▸ SHORT EXERCISE 1
According to the text on two-stage least squares, what does "2sls" stand for?

▸ EXTRACT
Call the estimator of the coefficient on \(\hat{P}_t\) in this regression \(\hat{\delta}_1^{2sls}\) where “2sls” stands for “2-Stage Least Squares”. We have \[ \hat{\delta}_1^{2sls} = \frac{\sum_{i=1}^T(Q_t - \overline{Q})(\hat{P}_t-\overline{\hat{P}})}{\sum_{i=1}^T(\hat{P}_t - \overline{\hat{P}})^2} \;. \tag{10.14}\] This estimator turns out to be identical to \(\hat{\delta}_1^{iv}\). Since \(\hat{P}_t = \hat{\phi}_0 + \hat{\phi}_1r_t\), we have \[ \hat{P}_t - \overline{\hat{P}} = \hat{\phi}_1 (r_t - \overline{r}) \;, \tag{10.15}\] therefore \[ \hat{\delta}_1^{2sls} = \frac{\hat{\phi}_1\sum_{i=1}^T(Q_t-\overline{Q})(r_t-\overline{r})} {\sum_{i=1}^T(\hat{P}_t - \overline{\hat{P}})^2} \;. \] Summing (10.15) over all observations gives
\[ \sum_{i=1}^T(\hat{P}_t - \overline{\hat{P}})^2 = \hat{\phi}_1^2 \sum_{t=1}^T(r_t - \overline{r})^2 = \hat{\phi}_1 \sum_{i=1}^T(P_t - \overline{P})(r_t-\overline{r}) \] where we used the expression (10.13) for \(\hat{\phi}_{1}\). It follows that \[ \hat{\delta}_1^{2sls} = \frac{\sum_{i=1}^T(Q_t-\overline{Q})(r_t-\overline{r})} {\sum_{i=1}^T(P_t - \overline{P})(r_t-\overline{r})} \] which is the same expression as \(\hat{\delta}_1^{iv}\).

The intuition is as follows. Imagine that we can “shut down” the supply and demand shocks. Then the demand function does not shift, whereas the supply function shifts as \(r_t\) varies. The intersection points then map out the demand function, as illustrated below:

r <- rnorm(nsim, 2, 3)
a2 <- 4
plt2 <- ggplot()
for (i in 1:nsim){
  qs <- a0 + a1*p + a2*r[i]
  qd <- b0 + b1*p 
  peq <- (a0-b0)/(b1-a1) + a2*r[i]/(b1-a1)
  qeq <- (b0+b1*(a0-b0)/(b1-a1)) + b1*a2*r[i]/(b1-a1)
  dat <- data.frame("qs"=qs, "qd"=qd, "p"=p) %>% arrange(p)
  plt2 <- plt2 + 
    geom_line(data=dat, aes(y=qs,x=p), color="gray", alpha=0.4) +
    geom_line(data=dat, aes(y=qd,x=p), color="gray", alpha=0.4) +
    annotate("point", y=qeq, x=peq, size=2) +
    theme_minimal()
  }
plt2

Figure 10.2: Demand and Supply with Variation in Exogenous Variable Only

In other words, movements in \(r_t\) can help to ‘trace out’ the demand function. The problem, however, is that the “real data” also contains movements due to the demand and supply shocks. We get around this problem by isolating movements in \(P_t\) that are due to solely to movements in \(r_t\). This is done in the first stage regression where we regress \(P_t\) on \(r_t\). Since the fitted values \(\hat{P}_t\) is equal to \(\hat{\phi}_0 + \hat{\phi}_1r_t\), and \(r_t\) is exogenous, so is \(\hat{P}_t\). We get a consistent estimator of \(\delta_1\) by regressing \(Q_t\) on \(\hat{P}_t\), i.e., by employing only that part of \(P_t\) that is uncorrelated with the demand and supply shocks.

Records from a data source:

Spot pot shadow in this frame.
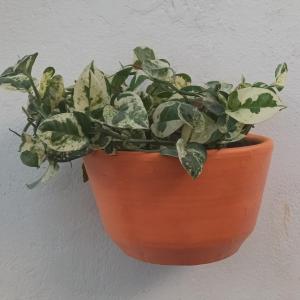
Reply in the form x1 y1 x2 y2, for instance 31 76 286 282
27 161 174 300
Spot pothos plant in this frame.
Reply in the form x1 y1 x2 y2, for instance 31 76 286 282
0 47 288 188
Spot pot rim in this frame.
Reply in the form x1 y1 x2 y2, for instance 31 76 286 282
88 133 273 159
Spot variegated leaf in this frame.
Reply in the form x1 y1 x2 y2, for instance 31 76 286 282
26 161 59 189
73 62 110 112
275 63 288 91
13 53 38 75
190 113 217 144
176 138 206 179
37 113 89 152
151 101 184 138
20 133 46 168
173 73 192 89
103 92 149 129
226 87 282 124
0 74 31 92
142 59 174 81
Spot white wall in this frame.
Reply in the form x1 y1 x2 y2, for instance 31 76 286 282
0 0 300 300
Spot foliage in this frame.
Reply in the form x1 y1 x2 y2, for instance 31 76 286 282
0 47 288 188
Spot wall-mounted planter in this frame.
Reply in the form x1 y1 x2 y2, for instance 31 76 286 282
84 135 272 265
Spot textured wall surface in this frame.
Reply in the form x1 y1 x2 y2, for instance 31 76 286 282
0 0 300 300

...

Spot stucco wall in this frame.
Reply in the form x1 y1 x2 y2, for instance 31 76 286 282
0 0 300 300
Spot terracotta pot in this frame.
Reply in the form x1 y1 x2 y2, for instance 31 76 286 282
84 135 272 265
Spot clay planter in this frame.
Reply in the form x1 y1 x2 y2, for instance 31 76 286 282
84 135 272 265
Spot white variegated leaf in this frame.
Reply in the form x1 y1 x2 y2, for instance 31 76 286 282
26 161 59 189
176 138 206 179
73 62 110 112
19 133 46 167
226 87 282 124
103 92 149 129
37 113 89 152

▸ SHORT EXERCISE 2
Count the lines of the records that contain the word "Spot". Case counts. Give only the number.

▸ EXERCISE RESULT 1
2-Stage Least Squares

▸ EXERCISE RESULT 2
12